Text provided Start Marker
First off, let’s acknowledge the obvious: The meaning of “normal” weight is not an exact science.

The healthy weight range for any individual depends on a lot of factors, including age, gender, and height, plus the composition of body fat versus muscle.

Measurements such as the Body Mass Index (BMI) are only references, and what’s most important is making healthy life choices such as exercising regularly, eating a variety of unprocessed foods and getting enough sleep.

That said, the results from a recent public health study were a bit alarming: Only one in eight Americans is metabolically healthy — even among people who are normal weight.

What is metabolic health?

The researchers behind the study defined metabolic health as having ideal levels of blood sugar, triglycerides, high-density lipoprotein cholesterol, blood pressure, and waist circumference — all without using medications. These indicators are important because being metabolically healthy reduces your risk of developing serious conditions like Type 2 diabetes, heart disease, and stroke.

Typically, obese adults are considered more at-risk for these health conditions, but the data in this first-of-its-kind study revealed that only 12.2% of all American adults are metabolically healthy. Even among underweight study participants, less than half had optimal metabolic health, and less than a third of normal-weight participants had ideal metabolic measurements.

“We need to look at metabolism beyond just body weight,” endocrinologist Dr. Rekha Kumar told Healthline. “There has been a push to address obesity through public health measures, but this study shows us that even people who are a normal weight seem to be developing diseases that we typically correlate with obesity.”
Text provided End Marker
Data excerpts Start Marker
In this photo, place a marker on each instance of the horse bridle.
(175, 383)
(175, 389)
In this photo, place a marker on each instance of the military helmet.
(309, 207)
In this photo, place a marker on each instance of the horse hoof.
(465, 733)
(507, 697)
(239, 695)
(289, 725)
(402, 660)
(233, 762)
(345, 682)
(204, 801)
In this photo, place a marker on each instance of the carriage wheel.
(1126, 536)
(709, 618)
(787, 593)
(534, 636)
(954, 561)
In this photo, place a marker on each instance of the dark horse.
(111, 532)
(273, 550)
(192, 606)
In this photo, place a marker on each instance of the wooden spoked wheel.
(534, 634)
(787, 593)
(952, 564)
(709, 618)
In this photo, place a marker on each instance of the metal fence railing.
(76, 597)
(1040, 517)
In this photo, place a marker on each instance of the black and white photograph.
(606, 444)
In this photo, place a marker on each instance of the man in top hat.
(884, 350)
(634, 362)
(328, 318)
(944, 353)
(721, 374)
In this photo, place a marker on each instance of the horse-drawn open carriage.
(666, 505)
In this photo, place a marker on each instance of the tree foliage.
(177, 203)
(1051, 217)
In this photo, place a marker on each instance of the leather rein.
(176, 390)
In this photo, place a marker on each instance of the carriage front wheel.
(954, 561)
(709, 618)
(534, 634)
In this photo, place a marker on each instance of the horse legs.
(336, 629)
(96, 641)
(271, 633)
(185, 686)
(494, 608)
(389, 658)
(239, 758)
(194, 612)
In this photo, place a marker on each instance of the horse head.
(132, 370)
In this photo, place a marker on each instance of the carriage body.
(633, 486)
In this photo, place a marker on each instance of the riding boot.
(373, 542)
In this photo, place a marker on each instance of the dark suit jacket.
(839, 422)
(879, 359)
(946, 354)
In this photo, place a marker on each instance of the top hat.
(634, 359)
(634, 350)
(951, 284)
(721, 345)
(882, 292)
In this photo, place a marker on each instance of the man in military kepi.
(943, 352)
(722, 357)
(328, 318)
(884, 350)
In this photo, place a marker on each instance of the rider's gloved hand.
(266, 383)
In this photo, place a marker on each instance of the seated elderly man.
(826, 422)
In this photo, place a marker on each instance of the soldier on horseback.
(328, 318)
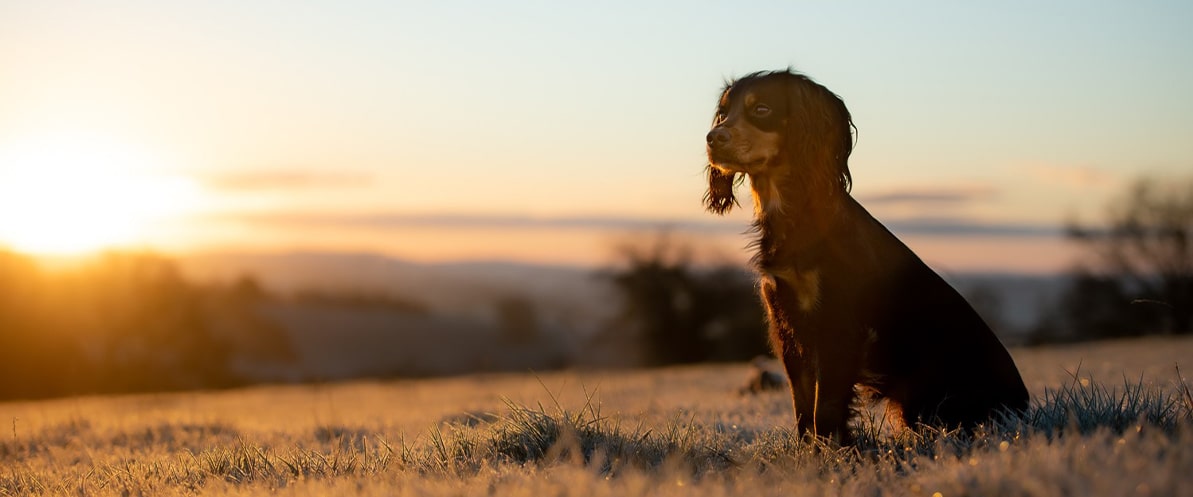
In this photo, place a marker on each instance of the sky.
(556, 131)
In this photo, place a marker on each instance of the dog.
(854, 315)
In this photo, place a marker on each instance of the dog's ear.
(719, 197)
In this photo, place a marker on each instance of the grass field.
(1108, 418)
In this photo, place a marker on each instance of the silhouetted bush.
(1138, 278)
(682, 314)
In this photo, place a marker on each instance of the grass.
(1080, 438)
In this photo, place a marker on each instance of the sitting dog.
(852, 310)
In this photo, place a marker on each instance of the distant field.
(671, 432)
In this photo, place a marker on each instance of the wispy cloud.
(397, 221)
(931, 196)
(1073, 176)
(288, 179)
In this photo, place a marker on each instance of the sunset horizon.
(461, 132)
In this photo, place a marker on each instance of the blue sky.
(1012, 116)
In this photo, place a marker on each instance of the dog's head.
(783, 126)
Data excerpts End Marker
Problems to solve:
#1 Copy the part of the metabolic health text between "What is metabolic" and "disease, and stroke.", inclusive, renaming "waist circumference" to "waist-to-hip ratio" throughout.
#2 Write the next part of the metabolic health text, starting right after its final sentence.

Exercise results:
#1
What is metabolic health?

The researchers behind the study defined metabolic health as having ideal levels of blood sugar, triglycerides, high-density lipoprotein cholesterol, blood pressure, and waist-to-hip ratio — all without using medications. These indicators are important because being metabolically healthy reduces your risk of developing serious conditions like Type 2 diabetes, heart disease, and stroke.

#2
How does lifestyle affect metabolic health?

The question, then, is why so few of us are achieving metabolic health. Lifestyle is definitely part of the answer, as the study directly linked smoking and low levels of physical active with poor metabolic health.

Those who performed best on the five metabolic health indicators included women, people under 40, nonsmokers, and those who work out regularly.

How can you improve your metabolic health?

As in many cases, a talk with a health care provider is your best starting point. Ask a trusted medical professional whether it would be appropriate for you to have a routine lab screening that looks at factors like cholesterol and blood sugar. Many lab screenings are available at our urgent care centers near your home or work.

Once you understand your risk level, you can consider making diet and lifestyle changes such as quitting smoking, eating more vegetables and working more physical activity into your week. (These efforts may result in weight loss, too, but will definitely boost your metabolic health and overall well-being.)

Finally, don’t forget to make time for sleep and relaxation. According to Dr. Kumar, these beneficial practices have “taken a hit in our modern society with technology and what often feels like a 24-hour work day.”

As a starting point, try visiting the National Sleep Foundation for some sleeping tips and tricks and checking in with the American Heart Association to learn about stress management.